* Directions *
1. In the letter on third-party AI evaluations, rewrite the numbered point beginning "Whether the evaluator had editorial control" as a short list that keeps its main facts.
2. Extend the letter on third-party AI evaluations past its final sentence.

Public Letter

Transparency about Third-Party AI Evaluations

Independent evaluations are becoming increasingly central to AI governance, but relying on a third party to carry out an evaluation does not on its own ensure quality or impartiality. When third parties publish evaluation results intending to provide independent accountability about a particular system, they should be able to demonstrate that they were able to exercise independent judgment, had sufficient access to the systems they assessed, and that they acted transparently. Doing so will both increase trust in their work and to advance the independent evaluation ecosystem overall. This includes disclosing at least:

  1. The methods used, and whether the evaluator controlled them. To build trust and facilitate independent review, evaluators should use state-of-the-art methods, and they should be transparent about those methods and how they were chosen. Evaluations that seek to validate an AI developer’s own chosen methods have value, but evaluators can provide more robust results when they have freedom to define the evaluation’s scope and methods.
  2. Whether the evaluator had editorial control. The results of an evaluation cannot be treated as genuinely independent if AI providers can edit or suppress findings because they are negative. Providers’ feedback can be valuable, and results should be subject to vigorous disagreement where necessary, but an independent evaluation’s findings should represent the authentic views of the evaluator, without fear of retaliation.

* Dataset section *
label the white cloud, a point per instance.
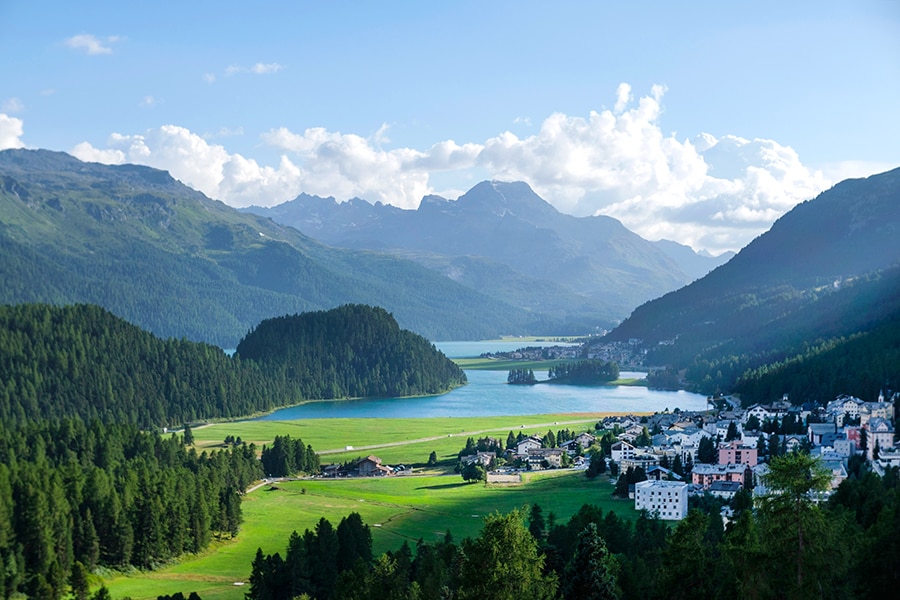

* In response *
1.
- An evaluation is not genuinely independent if AI providers can edit or suppress negative findings.
- Feedback from providers can be valuable.
- Results should be open to vigorous disagreement where needed.
- The findings should reflect the evaluator's authentic views, free from fear of retaliation.

2.
  3. The amount of access and time the evaluator had with the system. Evaluators cannot conduct a trustworthy evaluation without sufficient access to the systems and information in question, for a reasonable amount of time. While there is a legitimate need for AI providers and evaluators to safeguard intellectual property and user privacy, some system characteristics cannot be reliably evaluated without access to system versions and internals not available to the general public.
  4. Whether the evaluator had conflicts of interest. Third-party evaluations are not independent, nor will they be externally trusted, if they are unduly influenced by financial or organizational ties to AI providers. Evaluators should be transparent about such relationships, including whether they receive compensation or other resources from providers, and should take concrete steps to limit conflicts of interest, such as recusing conflicted staff from evaluations.

As AI systems become increasingly capable and widely deployed, there is a growing need for trustworthy, independent evaluations of their capabilities and risks. Third-party evaluators should therefore be transparent about the conditions they are working under, such as by implementing frameworks like the AI Evaluator Forum's minimum conditions standard and related efforts. Governments, consumers, insurance providers, and the public at large should also demand transparency about independent evaluations so that they can be interpreted accurately and fulfill their increasingly central role in AI governance.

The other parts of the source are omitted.